Exclusive Interview with Rhys Bowen

Exclusive Interview with Rhys Bowen

Exclusive Interview with Rhys Bowen

Rhys Bowen stands alone after success in series storytelling.

 

(Perennial bestseller Rhys Bowen recently made time to indulge some curiosities regarding her new standalone thriller, In Farleigh Field, as well as what readers can expect next in her storied career.)

TSM: What ignited your desire to write In Farleigh Field, and why is revisiting the WWII era both relevant and resonant in contemporary times?

RB: There were several reasons for wanting to write this story: as a child in the years following WWII, I was very aware of what life had been like during the war. I knew of the rationing, the deprivations, the husbands and fathers serving abroad, the very real fear of invasion. And I feel that this was the last time that people had a clear sense of good and evil. Everyone felt that evil had to be stopped or it would swallow the world, and everyone was prepared to sacrifice to make sure evil didn’t win.

And it turns out that the timing is most fortuitous. In this unsettled political climate, we want to be back in a time when we knew what we were fighting for.

TSM: This book is a standalone, whereas your others are series titles. In what ways did this change your approach to plotting and process, if at all, and did you find that there were particular liberties and/or challenges with this undertaking?

RB: I’ve wanted to write this particular story for some time and realized it would not fit into my Royal Spyness series. One cannot make jokes about such a dark time. So I realized if I wanted to write the story, it would have to be a standalone. The challenge was that both of my current series are first-person narrations featuring just one individual’s point of view. This book has several protagonists, and we jump from Bletchley Park to the English countryside to Paris. I had to make sure we could follow all the storylines and that they made sense, tied in with one another and all linked for a satisfying conclusion.

TSM: Your works are steeped in history. How do you endeavor to balance fact with fiction—and what is the role of “creative license” within your brand of storytelling?

RB: All of my novels have solid underpinnings of real history. I do a lot of reading and research and I don’t deviate from what we really know. Any real character who steps across my pages says things I know that they said or expresses opinions I know they held.

The creative license is obviously that I bring fictional people into a real scenario and have them interact with true-life figures.

TSM: You were born and raised in England but now live in America. How has this dual citizenship influenced your worldview, and in what ways does it enhance the ambiance of your novels?

**SUPPLIED ENTRIES**
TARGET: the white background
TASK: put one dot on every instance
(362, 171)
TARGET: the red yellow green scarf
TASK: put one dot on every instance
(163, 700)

**STATED TASK**
Retype the passage of the Rhys Bowen interview starting at "TSM: What ignited" and ending at "were fighting for.", without changing a word.

**TASK RESPONSE**
TSM: What ignited your desire to write In Farleigh Field, and why is revisiting the WWII era both relevant and resonant in contemporary times?

RB: There were several reasons for wanting to write this story: as a child in the years following WWII, I was very aware of what life had been like during the war. I knew of the rationing, the deprivations, the husbands and fathers serving abroad, the very real fear of invasion. And I feel that this was the last time that people had a clear sense of good and evil. Everyone felt that evil had to be stopped or it would swallow the world, and everyone was prepared to sacrifice to make sure evil didn’t win.

And it turns out that the timing is most fortuitous. In this unsettled political climate, we want to be back in a time when we knew what we were fighting for.